PASSAGE GIVEN:
سؤال

I'm working on a dataset that consists of ~10^6 values which clustered into a variable number of bins. In the course of my analysis, I am trying to randomize my clustering, but keeping bin size constant. As a toy example (in pseudocode), this would look something like this:

data <- list(c(1,5,6,3), c(2,4,7,8), c(9), c(10,11,15), c(12,13,14));
sizes <- lapply(data, length);
for (rand in 1:no.of.randomizations) {
    rand.data <- partition.sample(seq(1,15), partitions=sizes, replace=F)
}

So, I am looking for a function like "partition.sample" that will take a vector (like seq(1,15)) and randomly sample from it, returning a list with the data partitioned into the right bin sizes given already by "sizes".

I've been trying to write one such function myself, since the task seems to be not so hard. However, the partitioning of a vector into given bin sizes looks like it would be a lot faster and more efficient if done "under the hood", meaning probably not in native R. So I wonder whether I have just missed the name of the appropriate function, or whether someone could please point me to a smart solution that is around :-)

TASK INSTRUCTIONS:
[a] In the R question's toy example, which vectors are placed inside the list assigned to data?
[b] Using the R question, answer:
(i) About how many values does the dataset contain?
(ii) What argument is passed as replace in the call to partition.sample?
(iii) How does the author think the partitioning would be faster and more efficient?

RECORD SET:
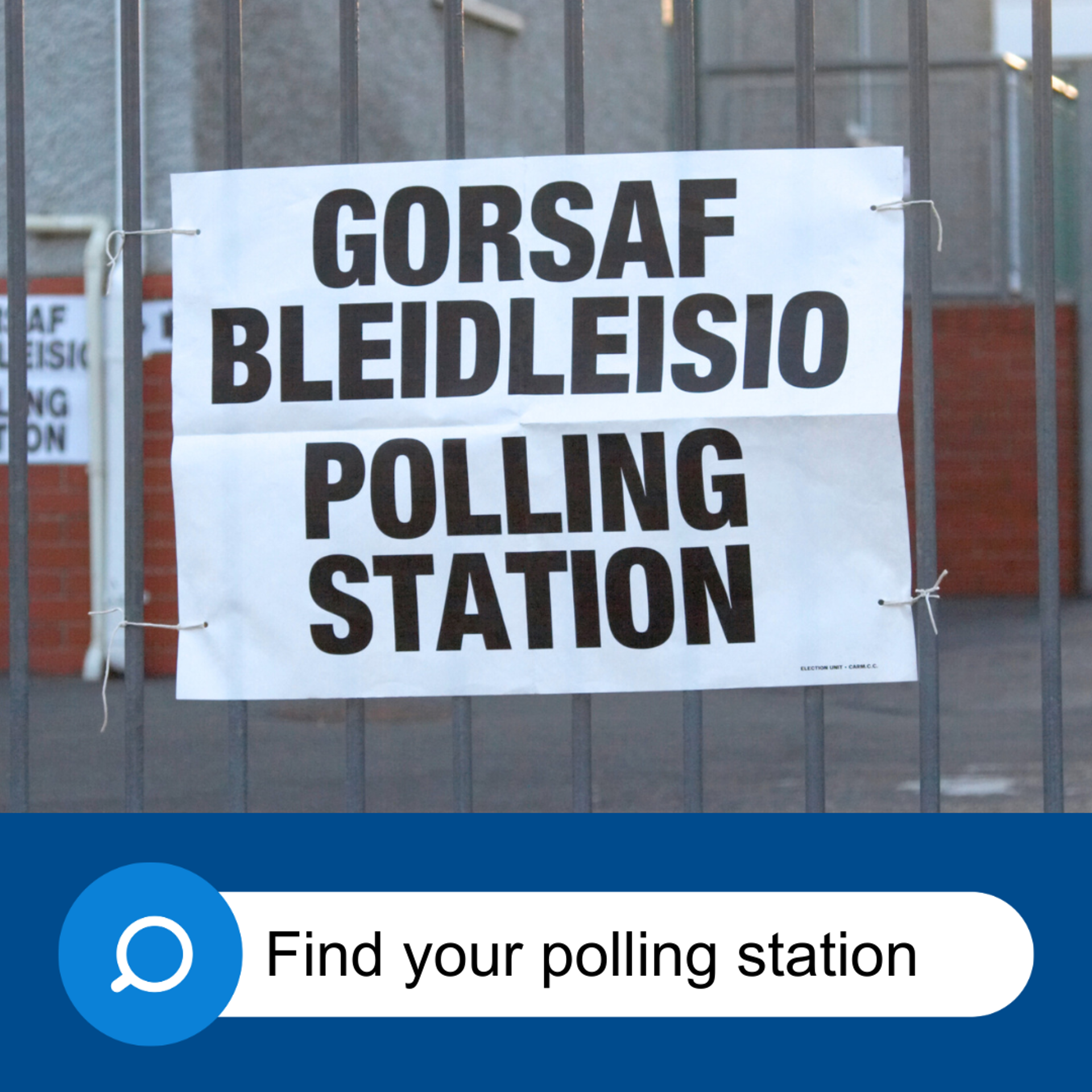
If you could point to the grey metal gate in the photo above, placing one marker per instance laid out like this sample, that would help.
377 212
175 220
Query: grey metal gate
919 223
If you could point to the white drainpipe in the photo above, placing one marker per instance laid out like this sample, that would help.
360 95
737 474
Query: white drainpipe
94 267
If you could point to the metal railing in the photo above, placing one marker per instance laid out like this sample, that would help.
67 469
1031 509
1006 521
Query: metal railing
921 278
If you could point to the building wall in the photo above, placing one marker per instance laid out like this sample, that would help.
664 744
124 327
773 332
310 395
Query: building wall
515 96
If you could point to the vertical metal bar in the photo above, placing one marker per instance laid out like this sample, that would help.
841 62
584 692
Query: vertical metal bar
1014 181
233 84
815 760
686 89
134 403
454 100
456 128
461 724
686 140
573 77
19 526
355 721
815 757
925 491
692 751
238 752
582 752
351 80
805 73
1085 316
1046 410
355 710
574 146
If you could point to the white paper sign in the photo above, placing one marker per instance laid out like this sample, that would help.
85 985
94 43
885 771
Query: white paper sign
56 382
546 425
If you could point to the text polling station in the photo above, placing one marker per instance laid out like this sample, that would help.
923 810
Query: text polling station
541 425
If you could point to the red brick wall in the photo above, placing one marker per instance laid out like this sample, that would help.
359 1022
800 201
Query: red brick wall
985 400
985 433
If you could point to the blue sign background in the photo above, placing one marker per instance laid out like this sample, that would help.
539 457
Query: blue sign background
1039 864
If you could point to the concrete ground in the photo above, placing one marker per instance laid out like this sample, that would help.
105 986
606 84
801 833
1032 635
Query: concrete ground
754 751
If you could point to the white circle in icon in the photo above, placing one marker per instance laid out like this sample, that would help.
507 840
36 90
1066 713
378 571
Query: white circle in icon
129 979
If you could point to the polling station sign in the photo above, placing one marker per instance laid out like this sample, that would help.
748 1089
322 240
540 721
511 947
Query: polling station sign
56 379
541 425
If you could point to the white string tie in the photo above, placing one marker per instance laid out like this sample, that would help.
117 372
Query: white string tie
109 646
113 256
898 205
921 593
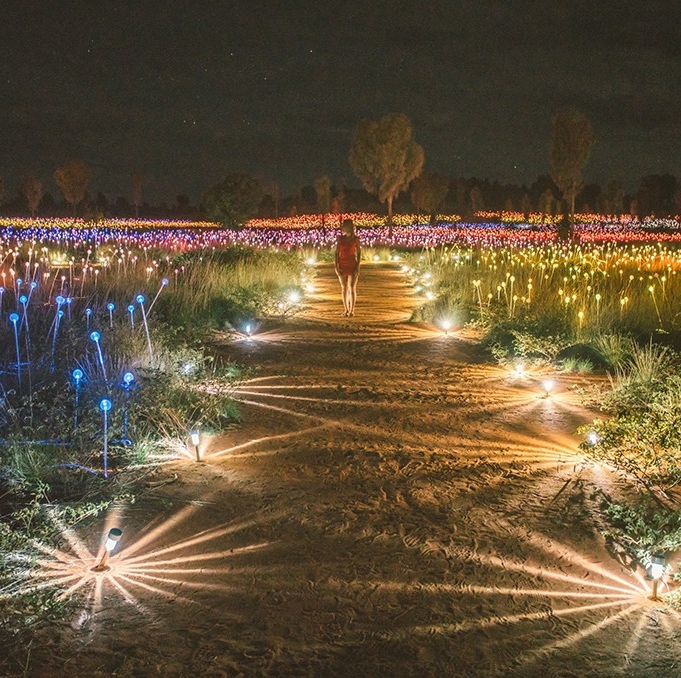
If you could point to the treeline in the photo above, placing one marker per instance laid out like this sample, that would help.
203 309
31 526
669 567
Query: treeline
658 195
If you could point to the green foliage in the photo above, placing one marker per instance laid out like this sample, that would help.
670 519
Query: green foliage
614 349
642 437
234 200
576 365
644 529
50 469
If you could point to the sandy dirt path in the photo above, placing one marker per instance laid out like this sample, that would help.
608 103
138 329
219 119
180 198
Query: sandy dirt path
390 505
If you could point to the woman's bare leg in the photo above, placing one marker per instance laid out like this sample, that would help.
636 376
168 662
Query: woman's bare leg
344 291
352 292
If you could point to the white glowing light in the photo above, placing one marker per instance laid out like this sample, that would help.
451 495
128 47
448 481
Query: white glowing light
657 566
113 538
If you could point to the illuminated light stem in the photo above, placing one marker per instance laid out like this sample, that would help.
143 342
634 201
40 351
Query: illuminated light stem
14 318
196 438
112 540
140 301
105 405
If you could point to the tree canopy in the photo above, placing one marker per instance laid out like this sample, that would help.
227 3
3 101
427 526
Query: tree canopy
72 178
573 139
385 157
234 200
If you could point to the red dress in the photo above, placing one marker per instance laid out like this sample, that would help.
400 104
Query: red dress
347 255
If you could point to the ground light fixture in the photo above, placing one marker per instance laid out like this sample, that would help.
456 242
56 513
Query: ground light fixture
196 438
656 569
547 385
112 540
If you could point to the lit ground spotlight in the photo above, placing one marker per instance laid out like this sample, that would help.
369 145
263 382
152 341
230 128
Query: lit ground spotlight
195 438
112 540
656 570
446 325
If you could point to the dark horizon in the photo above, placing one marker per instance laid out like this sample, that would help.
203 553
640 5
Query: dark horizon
186 94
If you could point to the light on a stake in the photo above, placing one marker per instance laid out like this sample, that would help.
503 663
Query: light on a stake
196 438
112 540
547 385
656 569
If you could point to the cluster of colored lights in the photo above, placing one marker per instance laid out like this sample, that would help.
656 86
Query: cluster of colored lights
593 282
298 232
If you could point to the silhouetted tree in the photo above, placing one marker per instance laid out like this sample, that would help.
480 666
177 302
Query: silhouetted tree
136 186
32 190
525 204
612 200
547 202
385 157
322 186
428 192
72 178
573 139
477 199
234 200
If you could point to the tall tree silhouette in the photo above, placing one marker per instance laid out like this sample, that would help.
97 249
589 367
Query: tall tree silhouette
72 178
573 139
385 157
32 190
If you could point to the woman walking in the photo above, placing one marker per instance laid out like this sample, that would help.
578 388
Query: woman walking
348 256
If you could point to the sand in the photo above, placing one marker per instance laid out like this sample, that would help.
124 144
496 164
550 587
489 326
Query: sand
392 504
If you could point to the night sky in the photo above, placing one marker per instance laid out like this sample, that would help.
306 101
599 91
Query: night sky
186 92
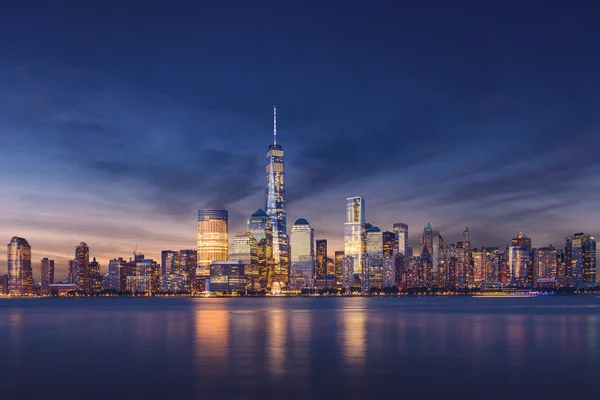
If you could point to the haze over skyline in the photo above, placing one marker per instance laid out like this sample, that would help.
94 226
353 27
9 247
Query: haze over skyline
468 116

WRITTEN RESPONSES:
[a]
c(1,5,6,3)
c(2,4,7,8)
c(9)
c(10,11,15)
c(12,13,14)

[b]
(i) About 10^6 values.
(ii) F.
(iii) If it were done "under the hood," probably not in native R.